### GIVEN TEXT

_ _ _ _

Beginning of "Solace"

Although Joplin labeled the piece "a Mexican Serenade", its origins are probably Cuban, and it is considered to have a habanera (and tango) rhythm in three of the four strains (Note: Edward A. Berlin considers "Solace" a habanera throughout.) – something unique for a work by Joplin, buta brief habanera bass did appear in "Wall Street Rag", his previous composition of the same year.

"Solace" is marked "very slow march time", and while it is difficult to determine the intended speed, it has been played andante (around ♪112). The first two strains have a key signature of C major, while the third and fourth are in F major.

==History==
Similarities between Latin-American music and Joplin's familiar ragtime had been noted as early as 1897 by Ben Harney. Tangos were introduced to the United States as early as 1860 by Louis Moreau Gottschalk's "Souvenir de la Havane". Perhaps the first example of tango composed by an African American was Jess Pickett's rag-tango "The Dream", played at the 1893 Chicago World's Fair. William H. Tyers' "Maori" was a famous African-American tango published a year before "Solace", but the two pieces do not share resemblance. In contrast, the first strain of "Solace" contains a theme closely resembling part of Will H. Etter's "Whoa! Maud", published four years before "Solace".

_ _ _ _

### THE INPUT
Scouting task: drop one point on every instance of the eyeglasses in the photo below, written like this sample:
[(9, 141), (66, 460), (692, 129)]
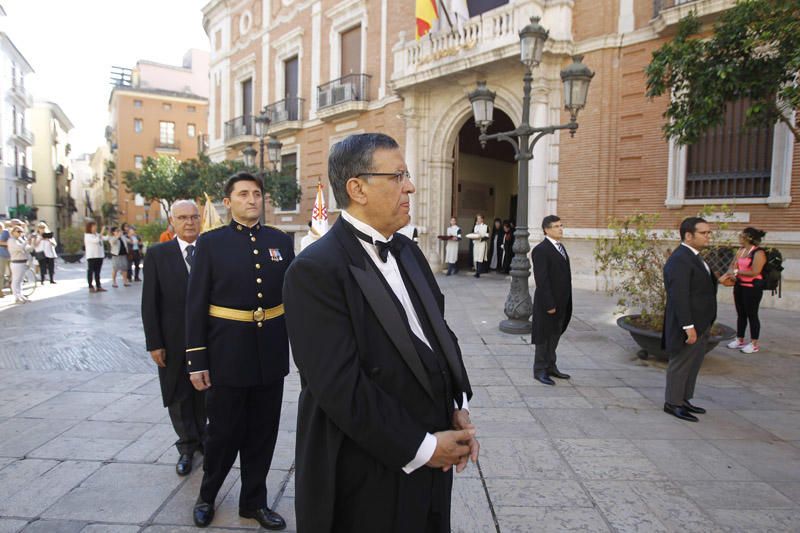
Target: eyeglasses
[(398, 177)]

_ _ _ _

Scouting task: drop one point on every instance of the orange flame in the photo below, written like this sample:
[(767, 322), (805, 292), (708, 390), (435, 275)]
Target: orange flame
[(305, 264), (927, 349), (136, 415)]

_ _ _ _

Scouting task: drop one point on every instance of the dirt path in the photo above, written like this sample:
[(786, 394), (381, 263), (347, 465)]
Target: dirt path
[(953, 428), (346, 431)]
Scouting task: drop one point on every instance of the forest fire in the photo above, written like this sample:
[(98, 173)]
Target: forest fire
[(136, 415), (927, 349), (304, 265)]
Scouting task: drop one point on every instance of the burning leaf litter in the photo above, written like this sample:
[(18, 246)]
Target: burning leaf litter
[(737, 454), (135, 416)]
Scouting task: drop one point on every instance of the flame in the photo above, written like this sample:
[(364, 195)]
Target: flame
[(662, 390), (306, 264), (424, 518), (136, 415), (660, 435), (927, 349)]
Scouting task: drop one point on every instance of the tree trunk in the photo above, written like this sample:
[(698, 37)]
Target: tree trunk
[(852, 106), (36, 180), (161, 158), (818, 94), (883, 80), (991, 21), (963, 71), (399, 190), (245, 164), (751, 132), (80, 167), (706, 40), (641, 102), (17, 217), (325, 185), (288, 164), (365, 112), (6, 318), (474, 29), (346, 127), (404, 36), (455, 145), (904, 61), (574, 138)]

_ _ _ _

### TASK REQUIREMENTS
1. In the records, retype the lines from the line containing "Scouting task: drop one point on every instance of the tree" to the line containing "61), (574, 138)]".
2. Extend the text on Joplin's "Solace", picking up after its final sentence.
The passage and the records were drawn from unrelated sources.

### EXPECTED OUTPUTS
1.
Scouting task: drop one point on every instance of the tree trunk in the photo above, written like this sample:
[(698, 37)]
Target: tree trunk
[(852, 106), (36, 180), (161, 158), (818, 94), (883, 80), (991, 21), (963, 71), (399, 190), (245, 164), (751, 132), (80, 167), (706, 40), (641, 102), (17, 217), (325, 185), (288, 164), (365, 112), (6, 318), (474, 29), (346, 127), (404, 36), (455, 145), (904, 61), (574, 138)]

2.
"Solace" was registered for copyright on April 28, 1909 when Joplin was in his early 40s and recently married.

Alongside "Gladiolus Rag", "Pine Apple Rag", "The Ragtime Dance", and "The Entertainer", "Solace" was one of Joplin's compositions featured in the soundtrack of the 1973 film The Sting and helped to revive his music's popularity.